» The request
Starting at the line that holds "the brown window", copy every line exactly through the end of the data, and no others.

# start of Provided records

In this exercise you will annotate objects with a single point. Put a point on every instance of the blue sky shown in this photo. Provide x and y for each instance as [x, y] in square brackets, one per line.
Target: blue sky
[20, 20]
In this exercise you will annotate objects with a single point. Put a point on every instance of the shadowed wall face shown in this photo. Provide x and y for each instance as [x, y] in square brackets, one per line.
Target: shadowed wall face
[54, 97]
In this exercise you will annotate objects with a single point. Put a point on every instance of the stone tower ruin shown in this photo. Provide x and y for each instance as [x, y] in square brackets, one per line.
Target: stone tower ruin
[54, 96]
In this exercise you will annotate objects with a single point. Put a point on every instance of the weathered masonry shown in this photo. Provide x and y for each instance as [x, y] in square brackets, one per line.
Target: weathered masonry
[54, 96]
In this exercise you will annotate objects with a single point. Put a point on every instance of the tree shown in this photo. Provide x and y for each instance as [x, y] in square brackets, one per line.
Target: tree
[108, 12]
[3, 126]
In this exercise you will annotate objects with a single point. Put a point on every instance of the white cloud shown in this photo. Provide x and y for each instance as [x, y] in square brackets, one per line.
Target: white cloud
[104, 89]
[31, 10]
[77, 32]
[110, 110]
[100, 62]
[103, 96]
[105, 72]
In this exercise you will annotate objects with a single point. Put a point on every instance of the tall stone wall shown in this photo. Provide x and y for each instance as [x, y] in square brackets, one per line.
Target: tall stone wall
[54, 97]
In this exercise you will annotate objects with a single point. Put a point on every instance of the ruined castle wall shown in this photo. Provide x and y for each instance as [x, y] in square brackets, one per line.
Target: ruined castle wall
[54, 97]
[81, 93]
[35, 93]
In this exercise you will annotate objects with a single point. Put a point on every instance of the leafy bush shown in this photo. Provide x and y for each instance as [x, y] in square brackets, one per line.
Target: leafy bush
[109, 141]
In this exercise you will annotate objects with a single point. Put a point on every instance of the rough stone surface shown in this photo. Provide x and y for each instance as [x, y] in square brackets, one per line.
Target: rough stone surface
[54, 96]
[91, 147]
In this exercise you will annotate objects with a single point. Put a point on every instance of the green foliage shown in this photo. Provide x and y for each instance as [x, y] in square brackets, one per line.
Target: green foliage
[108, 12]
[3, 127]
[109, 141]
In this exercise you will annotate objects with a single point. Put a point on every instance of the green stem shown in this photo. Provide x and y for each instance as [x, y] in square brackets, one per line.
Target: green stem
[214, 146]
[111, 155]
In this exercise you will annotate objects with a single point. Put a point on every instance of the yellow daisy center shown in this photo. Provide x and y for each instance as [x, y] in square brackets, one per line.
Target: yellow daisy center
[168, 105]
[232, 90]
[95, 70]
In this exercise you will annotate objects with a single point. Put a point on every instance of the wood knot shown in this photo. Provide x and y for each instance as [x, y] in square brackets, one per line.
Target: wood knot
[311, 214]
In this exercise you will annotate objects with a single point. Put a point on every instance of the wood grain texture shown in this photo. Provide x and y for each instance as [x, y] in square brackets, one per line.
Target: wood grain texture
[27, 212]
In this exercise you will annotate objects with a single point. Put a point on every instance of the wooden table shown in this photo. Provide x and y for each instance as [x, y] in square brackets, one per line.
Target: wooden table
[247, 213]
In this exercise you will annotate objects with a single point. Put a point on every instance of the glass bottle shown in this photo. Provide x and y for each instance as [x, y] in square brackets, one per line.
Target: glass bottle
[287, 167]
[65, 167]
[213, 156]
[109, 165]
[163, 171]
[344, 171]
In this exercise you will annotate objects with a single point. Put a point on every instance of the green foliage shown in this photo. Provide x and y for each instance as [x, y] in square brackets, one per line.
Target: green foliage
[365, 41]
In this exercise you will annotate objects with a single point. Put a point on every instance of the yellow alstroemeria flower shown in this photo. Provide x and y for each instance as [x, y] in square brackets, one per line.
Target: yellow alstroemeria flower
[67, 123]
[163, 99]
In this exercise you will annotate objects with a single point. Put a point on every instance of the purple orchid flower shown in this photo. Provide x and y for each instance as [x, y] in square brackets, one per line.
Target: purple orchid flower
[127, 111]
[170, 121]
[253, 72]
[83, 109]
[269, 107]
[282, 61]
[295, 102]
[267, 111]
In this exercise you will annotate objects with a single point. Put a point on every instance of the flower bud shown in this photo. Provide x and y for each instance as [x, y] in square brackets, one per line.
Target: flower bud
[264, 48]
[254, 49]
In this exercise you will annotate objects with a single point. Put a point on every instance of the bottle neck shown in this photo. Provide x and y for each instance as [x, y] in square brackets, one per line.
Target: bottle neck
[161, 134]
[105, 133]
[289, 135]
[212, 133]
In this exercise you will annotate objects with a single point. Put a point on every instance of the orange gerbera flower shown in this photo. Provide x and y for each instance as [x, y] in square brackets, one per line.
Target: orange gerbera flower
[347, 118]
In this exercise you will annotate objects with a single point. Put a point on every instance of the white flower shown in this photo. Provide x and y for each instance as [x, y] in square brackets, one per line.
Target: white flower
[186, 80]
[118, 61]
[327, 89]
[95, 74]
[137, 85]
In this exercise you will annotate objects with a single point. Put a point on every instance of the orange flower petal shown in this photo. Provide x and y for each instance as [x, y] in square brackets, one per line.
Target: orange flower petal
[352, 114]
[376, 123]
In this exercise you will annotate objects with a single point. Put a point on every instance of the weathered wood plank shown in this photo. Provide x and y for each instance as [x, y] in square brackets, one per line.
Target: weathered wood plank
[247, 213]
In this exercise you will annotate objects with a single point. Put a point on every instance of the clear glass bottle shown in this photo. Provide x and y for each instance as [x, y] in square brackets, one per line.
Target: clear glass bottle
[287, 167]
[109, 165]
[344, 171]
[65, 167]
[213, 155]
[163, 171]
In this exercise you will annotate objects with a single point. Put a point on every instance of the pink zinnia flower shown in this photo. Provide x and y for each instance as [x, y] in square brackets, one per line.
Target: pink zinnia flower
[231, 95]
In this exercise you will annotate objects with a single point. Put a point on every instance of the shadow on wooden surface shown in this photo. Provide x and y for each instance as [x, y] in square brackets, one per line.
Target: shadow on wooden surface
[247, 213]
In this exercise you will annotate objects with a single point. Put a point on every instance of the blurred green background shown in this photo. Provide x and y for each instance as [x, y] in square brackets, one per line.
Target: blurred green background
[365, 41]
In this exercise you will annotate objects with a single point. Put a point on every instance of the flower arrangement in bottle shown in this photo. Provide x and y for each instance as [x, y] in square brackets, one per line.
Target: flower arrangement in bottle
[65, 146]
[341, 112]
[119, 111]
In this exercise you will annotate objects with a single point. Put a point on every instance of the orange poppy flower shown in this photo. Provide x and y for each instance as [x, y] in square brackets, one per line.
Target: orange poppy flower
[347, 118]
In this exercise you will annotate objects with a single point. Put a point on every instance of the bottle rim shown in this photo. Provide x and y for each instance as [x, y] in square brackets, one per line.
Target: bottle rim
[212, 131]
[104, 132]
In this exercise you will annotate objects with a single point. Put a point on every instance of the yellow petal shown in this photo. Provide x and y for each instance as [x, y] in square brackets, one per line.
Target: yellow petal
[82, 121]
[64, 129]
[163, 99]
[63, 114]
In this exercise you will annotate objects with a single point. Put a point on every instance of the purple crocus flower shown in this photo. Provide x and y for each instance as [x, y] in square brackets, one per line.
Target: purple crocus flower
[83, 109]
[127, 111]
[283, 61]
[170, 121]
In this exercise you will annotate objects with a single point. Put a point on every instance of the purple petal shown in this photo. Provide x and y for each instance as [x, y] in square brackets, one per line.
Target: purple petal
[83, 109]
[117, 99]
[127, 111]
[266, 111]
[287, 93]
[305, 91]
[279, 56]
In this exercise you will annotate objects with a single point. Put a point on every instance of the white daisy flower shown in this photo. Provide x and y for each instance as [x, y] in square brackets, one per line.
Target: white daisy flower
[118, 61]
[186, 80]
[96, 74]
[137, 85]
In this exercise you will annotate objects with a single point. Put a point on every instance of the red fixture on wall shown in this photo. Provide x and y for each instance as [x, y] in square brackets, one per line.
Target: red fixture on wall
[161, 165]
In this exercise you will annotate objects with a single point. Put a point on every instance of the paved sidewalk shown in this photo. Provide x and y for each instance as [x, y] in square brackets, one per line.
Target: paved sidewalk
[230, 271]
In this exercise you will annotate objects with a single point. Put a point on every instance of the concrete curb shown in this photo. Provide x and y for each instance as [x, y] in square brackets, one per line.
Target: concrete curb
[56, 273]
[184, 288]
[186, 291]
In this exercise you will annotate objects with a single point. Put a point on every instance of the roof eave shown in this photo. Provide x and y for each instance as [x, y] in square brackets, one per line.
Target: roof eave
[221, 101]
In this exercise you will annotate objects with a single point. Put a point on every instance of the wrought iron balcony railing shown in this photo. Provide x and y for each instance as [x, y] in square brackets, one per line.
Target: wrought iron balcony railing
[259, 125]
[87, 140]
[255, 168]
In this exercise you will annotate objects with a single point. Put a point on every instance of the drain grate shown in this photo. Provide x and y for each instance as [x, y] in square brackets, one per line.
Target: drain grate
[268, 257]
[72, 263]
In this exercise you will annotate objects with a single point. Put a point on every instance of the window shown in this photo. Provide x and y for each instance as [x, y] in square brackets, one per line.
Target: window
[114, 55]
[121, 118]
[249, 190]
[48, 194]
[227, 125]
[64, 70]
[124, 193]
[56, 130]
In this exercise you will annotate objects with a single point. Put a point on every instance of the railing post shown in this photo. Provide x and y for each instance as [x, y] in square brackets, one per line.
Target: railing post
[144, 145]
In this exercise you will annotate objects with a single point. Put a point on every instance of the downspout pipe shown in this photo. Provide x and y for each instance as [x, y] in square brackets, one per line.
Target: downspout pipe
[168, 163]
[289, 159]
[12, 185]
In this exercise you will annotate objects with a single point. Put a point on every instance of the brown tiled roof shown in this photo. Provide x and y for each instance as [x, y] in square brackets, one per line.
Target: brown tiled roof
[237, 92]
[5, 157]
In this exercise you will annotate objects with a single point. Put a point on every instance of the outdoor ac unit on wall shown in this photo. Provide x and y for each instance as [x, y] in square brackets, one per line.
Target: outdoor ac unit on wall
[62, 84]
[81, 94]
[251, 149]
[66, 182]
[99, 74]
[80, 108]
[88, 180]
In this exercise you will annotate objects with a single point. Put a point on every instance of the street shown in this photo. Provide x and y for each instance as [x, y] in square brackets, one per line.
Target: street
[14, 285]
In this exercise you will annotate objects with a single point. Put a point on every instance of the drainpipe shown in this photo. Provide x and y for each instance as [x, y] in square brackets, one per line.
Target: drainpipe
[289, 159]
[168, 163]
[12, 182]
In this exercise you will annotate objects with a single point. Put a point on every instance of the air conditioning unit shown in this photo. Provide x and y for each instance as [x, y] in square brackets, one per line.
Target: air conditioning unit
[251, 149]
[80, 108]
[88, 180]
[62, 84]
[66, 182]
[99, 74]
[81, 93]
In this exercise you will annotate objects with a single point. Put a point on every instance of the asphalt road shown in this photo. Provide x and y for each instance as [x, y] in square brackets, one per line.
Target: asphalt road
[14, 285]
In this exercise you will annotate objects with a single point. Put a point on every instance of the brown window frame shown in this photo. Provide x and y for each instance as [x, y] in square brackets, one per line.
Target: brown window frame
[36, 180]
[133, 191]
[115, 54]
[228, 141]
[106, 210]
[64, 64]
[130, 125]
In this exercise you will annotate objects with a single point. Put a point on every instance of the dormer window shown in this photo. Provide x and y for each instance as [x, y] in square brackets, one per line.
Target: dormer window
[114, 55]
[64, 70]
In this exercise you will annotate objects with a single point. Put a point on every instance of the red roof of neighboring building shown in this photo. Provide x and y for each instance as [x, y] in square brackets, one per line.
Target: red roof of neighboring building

# end of Provided records

» Exercise response
In this exercise you will annotate objects with a single point. Put a point on every instance of the brown window frame shown in this photo. Provide x and y for each instance as [x, y] in square brackets, one per line.
Target: brown window frame
[36, 180]
[133, 191]
[115, 54]
[228, 141]
[106, 210]
[64, 64]
[130, 125]
In this exercise you will annotate objects with a single point. Put a point on every instance of the dormer window shown in this photo. Provide x and y for each instance as [x, y] in square brackets, one per line.
Target: dormer window
[114, 55]
[64, 70]
In this exercise you will annotate objects with a single point. Put a point on every instance of the red roof of neighboring building shown in this photo. Provide x and y for each instance as [x, y] in square brackets, one per line.
Target: red roof of neighboring building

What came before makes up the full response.